• O que fazer
A – Segundo o texto sobre a Quaresma, em que ano Teodósio tornou o cristianismo a religião oficial do Estado?
B – Transcreva sem alterações as linhas da listagem, desde o início dela até a linha que contém "point(168, 450)", incluindo esta última.

• Texto fornecido

____________

Gn 2,7-9; 3,1-7
Rm 5, 12-19
Mt 4,1-11
“Adorarás ao Senhor
teu Deus” (Mt 4,10).
Iniciamos quarta-feira passada a quaresma, tempo de
preparação interior e exterior para futura celebração da Páscoa quando
mergulharemos no mistério da morte e Ressurreição do Senhor.
A preparação para Páscoa, nos três primeiros séculos,
reduzia-se a um jejum realizado nos dois dias anteriores. A comunidade cristã
vivia tão intensamente sua fé, até o testemunho do martírio (era tempo de perseguição),
que não sentia necessidade de um período para renovar a conversão já acontecida
com o batismo. A alegria da celebração pascal, porém, era prolongada por
cinqu
enta dias (Pentecostes).
O Edito de Milão promulgado pelo imperador Constantino no
ano 313[1] pôs fim
à perseguição contra o cristianismo e Teodósio, em 380, tornou o cristianismo a
religião oficial do Estado. Ser cristão começou a se tornar fácil e, pior
ainda, um status. Muitos começaram a se “converter” ao cristianismo com o
objetivo de ganhar os favores dos governantes. A partir de então, começou-se a
sentir necessidade de um período que ajudasse a exortar os féis sobre a
necessidade de uma maior coerência com o batismo[2].
Em vista disso foi que a Quaresma foi ganhando mais dias.

____________

• Dados fornecidos
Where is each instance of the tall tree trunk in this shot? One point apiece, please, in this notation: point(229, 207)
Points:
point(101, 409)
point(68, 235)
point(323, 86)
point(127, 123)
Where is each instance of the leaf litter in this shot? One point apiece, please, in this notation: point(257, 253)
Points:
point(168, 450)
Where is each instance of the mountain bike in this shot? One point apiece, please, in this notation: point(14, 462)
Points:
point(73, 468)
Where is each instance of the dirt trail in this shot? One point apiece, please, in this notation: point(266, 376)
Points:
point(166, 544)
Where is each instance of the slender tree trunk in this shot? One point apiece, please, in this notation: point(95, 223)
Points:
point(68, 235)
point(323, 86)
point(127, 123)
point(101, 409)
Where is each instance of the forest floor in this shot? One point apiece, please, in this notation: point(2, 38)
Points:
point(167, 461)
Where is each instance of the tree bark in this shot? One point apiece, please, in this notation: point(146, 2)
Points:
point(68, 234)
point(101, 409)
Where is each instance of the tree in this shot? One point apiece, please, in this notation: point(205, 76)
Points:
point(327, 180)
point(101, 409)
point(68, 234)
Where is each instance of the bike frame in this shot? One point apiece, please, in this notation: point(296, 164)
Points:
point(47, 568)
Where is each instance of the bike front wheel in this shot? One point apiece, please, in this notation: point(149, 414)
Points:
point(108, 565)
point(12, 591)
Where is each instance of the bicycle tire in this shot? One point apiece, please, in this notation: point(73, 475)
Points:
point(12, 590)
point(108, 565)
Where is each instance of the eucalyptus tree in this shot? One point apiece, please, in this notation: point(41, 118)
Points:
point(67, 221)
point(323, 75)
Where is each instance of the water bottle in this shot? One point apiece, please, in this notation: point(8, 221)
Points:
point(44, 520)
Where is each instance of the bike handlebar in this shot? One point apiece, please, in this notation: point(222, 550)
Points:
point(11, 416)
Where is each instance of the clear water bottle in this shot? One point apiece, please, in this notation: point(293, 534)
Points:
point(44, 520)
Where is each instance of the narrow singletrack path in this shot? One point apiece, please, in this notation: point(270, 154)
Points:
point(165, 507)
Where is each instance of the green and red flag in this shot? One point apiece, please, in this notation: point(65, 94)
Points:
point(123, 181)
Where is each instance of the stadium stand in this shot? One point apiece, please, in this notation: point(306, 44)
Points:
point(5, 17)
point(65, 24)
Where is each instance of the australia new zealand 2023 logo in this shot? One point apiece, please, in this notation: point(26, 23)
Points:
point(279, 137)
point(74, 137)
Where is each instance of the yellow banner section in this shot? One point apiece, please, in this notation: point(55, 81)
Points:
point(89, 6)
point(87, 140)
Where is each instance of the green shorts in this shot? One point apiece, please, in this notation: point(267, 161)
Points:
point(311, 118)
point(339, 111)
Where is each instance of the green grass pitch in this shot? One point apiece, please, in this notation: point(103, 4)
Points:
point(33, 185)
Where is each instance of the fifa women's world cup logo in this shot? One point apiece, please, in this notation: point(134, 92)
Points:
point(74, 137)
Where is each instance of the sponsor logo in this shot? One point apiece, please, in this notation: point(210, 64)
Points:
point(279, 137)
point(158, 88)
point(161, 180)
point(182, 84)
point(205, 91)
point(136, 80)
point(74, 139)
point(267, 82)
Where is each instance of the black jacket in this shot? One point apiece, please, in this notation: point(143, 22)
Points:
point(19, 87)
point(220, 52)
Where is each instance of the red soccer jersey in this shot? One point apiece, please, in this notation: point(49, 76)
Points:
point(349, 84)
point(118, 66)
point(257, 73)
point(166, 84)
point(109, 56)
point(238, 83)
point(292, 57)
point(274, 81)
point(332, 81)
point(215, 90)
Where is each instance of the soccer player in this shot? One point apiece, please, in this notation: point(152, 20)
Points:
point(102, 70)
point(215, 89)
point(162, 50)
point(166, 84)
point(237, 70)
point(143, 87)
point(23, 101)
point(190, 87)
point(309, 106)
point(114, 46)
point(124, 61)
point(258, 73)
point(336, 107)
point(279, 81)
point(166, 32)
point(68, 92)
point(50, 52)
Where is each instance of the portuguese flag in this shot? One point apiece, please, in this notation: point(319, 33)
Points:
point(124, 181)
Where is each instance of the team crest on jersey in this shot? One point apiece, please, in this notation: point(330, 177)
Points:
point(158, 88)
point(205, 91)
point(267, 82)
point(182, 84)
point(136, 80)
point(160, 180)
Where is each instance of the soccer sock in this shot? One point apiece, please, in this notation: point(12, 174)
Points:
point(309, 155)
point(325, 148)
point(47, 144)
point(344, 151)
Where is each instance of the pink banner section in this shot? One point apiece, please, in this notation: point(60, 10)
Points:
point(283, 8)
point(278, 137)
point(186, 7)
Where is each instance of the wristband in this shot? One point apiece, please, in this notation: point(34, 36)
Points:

____________

• Lista de respostas
A – Em 380.

B –
Where is each instance of the tall tree trunk in this shot? One point apiece, please, in this notation: point(229, 207)
Points:
point(101, 409)
point(68, 235)
point(323, 86)
point(127, 123)
Where is each instance of the leaf litter in this shot? One point apiece, please, in this notation: point(257, 253)
Points:
point(168, 450)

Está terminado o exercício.